*Data supplied*
════════════════════

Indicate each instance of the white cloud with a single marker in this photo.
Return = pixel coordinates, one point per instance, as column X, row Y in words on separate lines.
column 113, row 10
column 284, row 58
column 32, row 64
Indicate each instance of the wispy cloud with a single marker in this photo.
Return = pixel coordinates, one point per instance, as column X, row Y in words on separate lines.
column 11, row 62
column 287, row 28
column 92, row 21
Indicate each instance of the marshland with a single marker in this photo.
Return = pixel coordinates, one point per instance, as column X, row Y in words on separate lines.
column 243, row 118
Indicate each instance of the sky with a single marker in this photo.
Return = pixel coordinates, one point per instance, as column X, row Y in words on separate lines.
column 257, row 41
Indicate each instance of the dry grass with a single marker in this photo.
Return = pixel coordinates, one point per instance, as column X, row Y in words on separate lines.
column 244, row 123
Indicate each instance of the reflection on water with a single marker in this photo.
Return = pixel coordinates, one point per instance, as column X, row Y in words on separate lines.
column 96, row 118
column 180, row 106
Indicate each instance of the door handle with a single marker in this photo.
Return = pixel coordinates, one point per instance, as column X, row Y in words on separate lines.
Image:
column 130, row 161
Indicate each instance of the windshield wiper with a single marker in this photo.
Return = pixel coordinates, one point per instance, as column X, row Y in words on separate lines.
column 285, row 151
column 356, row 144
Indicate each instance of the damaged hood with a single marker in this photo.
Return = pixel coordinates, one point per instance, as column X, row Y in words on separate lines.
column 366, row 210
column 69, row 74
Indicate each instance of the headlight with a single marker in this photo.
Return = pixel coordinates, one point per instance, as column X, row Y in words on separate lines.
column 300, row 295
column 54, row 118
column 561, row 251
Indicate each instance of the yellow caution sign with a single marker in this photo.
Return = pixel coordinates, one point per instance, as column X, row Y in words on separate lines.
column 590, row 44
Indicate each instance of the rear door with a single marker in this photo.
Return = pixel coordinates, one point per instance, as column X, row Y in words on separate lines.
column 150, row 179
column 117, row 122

════════════════════

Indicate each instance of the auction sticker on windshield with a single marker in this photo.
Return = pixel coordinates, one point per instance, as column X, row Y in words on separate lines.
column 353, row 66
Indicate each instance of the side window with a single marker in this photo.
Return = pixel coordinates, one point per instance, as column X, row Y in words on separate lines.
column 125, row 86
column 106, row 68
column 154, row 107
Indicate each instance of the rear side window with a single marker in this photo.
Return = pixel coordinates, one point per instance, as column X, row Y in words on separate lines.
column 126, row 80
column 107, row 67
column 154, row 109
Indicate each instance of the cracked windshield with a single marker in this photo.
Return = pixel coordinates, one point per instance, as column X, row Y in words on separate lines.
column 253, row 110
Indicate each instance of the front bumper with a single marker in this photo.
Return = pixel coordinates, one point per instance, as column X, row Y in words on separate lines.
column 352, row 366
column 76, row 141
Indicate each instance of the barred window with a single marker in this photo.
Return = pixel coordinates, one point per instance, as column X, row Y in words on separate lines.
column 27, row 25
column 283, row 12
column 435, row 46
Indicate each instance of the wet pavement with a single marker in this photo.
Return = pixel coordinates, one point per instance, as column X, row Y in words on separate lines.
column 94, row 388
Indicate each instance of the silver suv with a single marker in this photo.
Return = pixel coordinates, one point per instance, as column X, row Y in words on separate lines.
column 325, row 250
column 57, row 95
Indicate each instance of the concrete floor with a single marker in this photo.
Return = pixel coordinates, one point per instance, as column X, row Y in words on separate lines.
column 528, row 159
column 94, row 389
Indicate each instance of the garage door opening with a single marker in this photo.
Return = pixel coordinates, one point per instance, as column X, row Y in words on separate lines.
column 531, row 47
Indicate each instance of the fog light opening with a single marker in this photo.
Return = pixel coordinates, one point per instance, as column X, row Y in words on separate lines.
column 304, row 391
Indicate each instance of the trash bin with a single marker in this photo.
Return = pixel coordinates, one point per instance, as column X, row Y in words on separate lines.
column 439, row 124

════════════════════

*Your goal*
Each line above that contains the word "opening" should be returned.

*Reply*
Indicate each instance of the garage door opening with a single marker in this photo.
Indicate each instance of the fog light opening with a single marker in this photo.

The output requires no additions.